### Exercise prompt
For this exercise, copy out each line of the material below that includes "body".
*** Begin section ***
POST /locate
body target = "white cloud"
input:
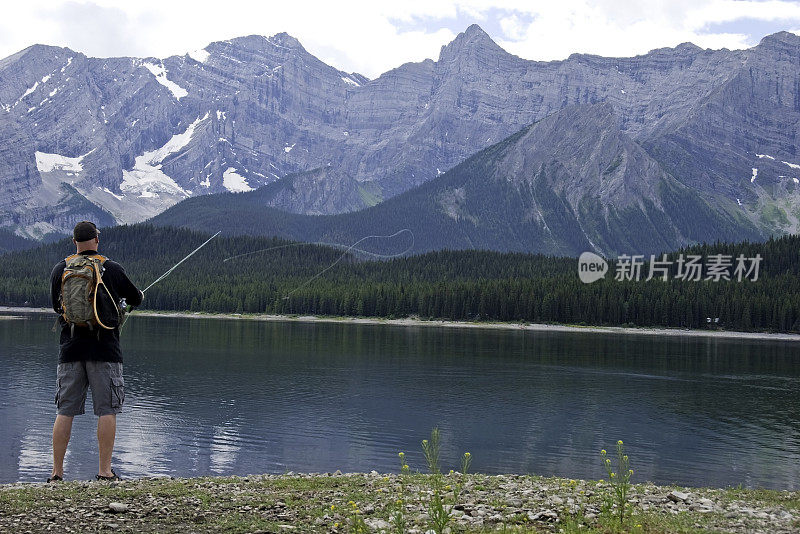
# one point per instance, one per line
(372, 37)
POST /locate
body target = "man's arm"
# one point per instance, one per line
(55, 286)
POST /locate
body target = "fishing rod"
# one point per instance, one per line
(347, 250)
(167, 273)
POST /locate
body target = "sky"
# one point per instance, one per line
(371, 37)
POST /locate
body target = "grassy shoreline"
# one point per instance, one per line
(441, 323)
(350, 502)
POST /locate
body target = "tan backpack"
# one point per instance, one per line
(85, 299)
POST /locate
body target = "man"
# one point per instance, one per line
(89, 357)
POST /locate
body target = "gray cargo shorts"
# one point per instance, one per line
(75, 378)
*** End section ***
### Task response
body target = "white cloud"
body target = "man's arm"
body target = "fishing rod"
body target = "sky"
body target = "grassy shoreline"
body target = "tan backpack"
body target = "man"
body target = "gray cargo shorts"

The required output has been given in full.